*PASSAGE TO READ*:

+-------+

Posts in category corsair-gaming-k95-rgb

Corsair keyboard replacement rubber feet

In the course of carting my Corsair K70-RGB around, a couple of the rubber feet on the bottom of the keyboard came off, one of which I lost. After searching Corsair's webstore in vain, I contacted Corsair about buying replacements. They don't sell the rubber feet, but they were willing to RMA my keyboard because it was wobbly. Unfortunately, I would have recieved a newer model with an updated controller. That's usually a bonus, but I'm using the Open Source ckb to drive the keyboard, and support for the newer model is still in a development branch.

So I went looking for an alternative solution.

I carved a replacement rubber foot out of some old tire rubber. While that worked, there's a better solution.

Corsair does not sell replacement rubber feet for the K70, but they do sell replacement wrist rests. Those wrist rests sport three of these same rubber feet on the bottom.

picture of rubber foot on bottom of wrist rest

They appear to be the same as on the K95 and its wrist rest. I used Gorilla brand superglue gel to affix them to the keyboard, which bonds them more securely than Corsair's original adhesive.

So for $10+s/h, you can buy a set of three rubber feet... they just come packaged on a wrist rest.

Driving Corsair Gaming keyboards on Linux with Python, IV

Here is a new release of my Corsair keyboard software.

The 0.4 release of rgbkbd includes:

  • Union Jack animation and still image
  • Templates and tools for easier customization
  • Re-introduced brightness control

New Flag

For our friends across the pond, here's a Union Jack.

I started with this public domain image (from Wikipedia)

I scaled it down to 53px wide, cropped it to 18px tall, and saved that as uka.png in the flags/k95 directory. I then cropped it to 46px wide and saved that as flags/k70/uka.png. Then I ran make.

Here is what it looks like on the K95:

Union Jack animation

Tools

To make it easier to draw images for the keyboard, I created templates for the supported keyboards that are suitable for use with simple graphics programs.

K95 template

K70 template

Each key has an outline in not-quite-black, so you can flood fill each key. Once that image is saved, ./tools/template2pattern modified-template-k95.png images/k95/mine.png will convert that template to something the animated GIF mode can use. A single image will obviously give you a static image on the keyboard.

+-------+

*SOURCE DATA*:
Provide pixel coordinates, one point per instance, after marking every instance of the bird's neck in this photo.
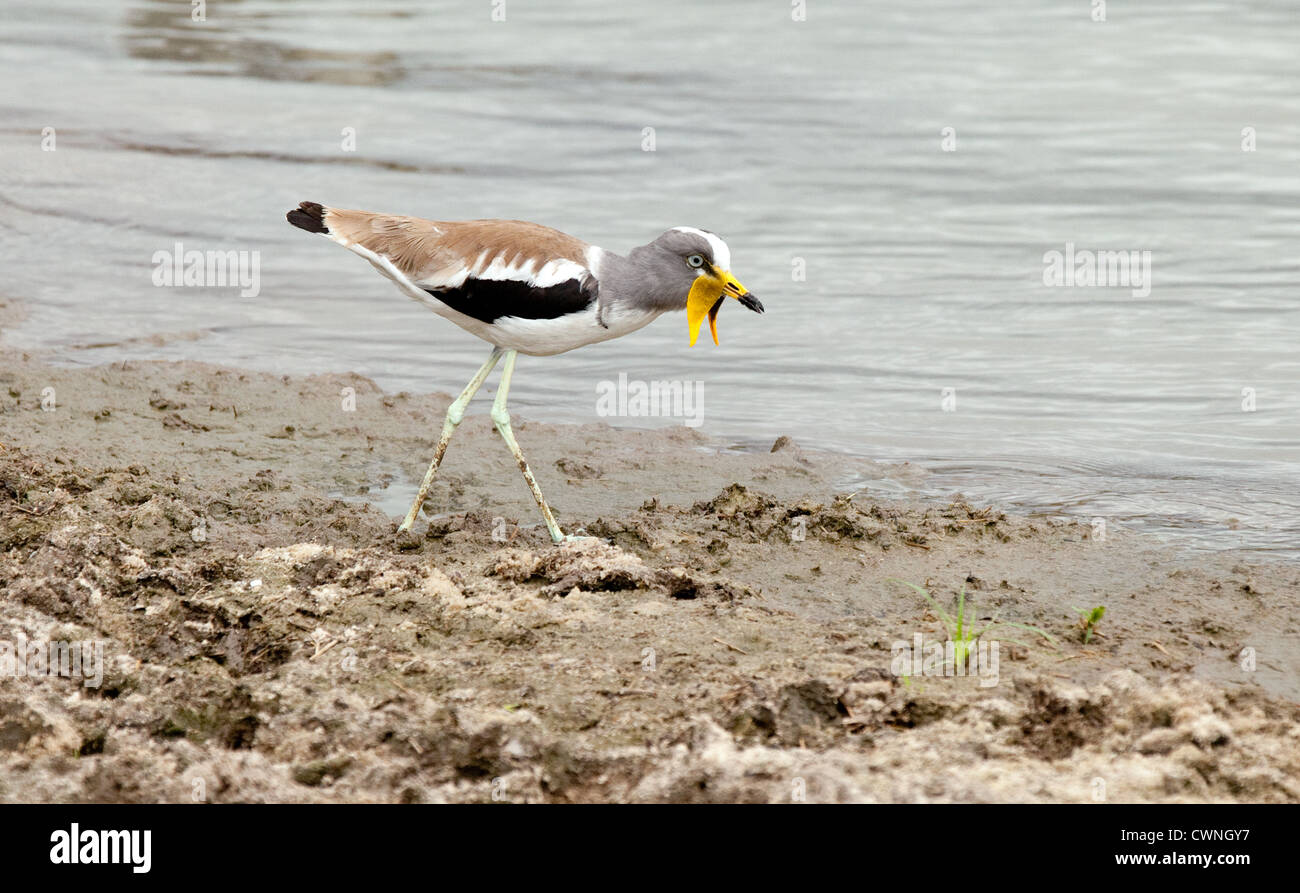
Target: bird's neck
(629, 281)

+-------+

*WHAT IS ASKED*:
In the post about Corsair keyboard rubber feet, rewrite the stretch from "picture of rubber" through "Corsair's original adhesive.", swapping "superglue gel" for "epoxy putty".

*THE RESPONSE*:
picture of rubber foot on bottom of wrist rest

They appear to be the same as on the K95 and its wrist rest. I used Gorilla brand epoxy putty to affix them to the keyboard, which bonds them more securely than Corsair's original adhesive.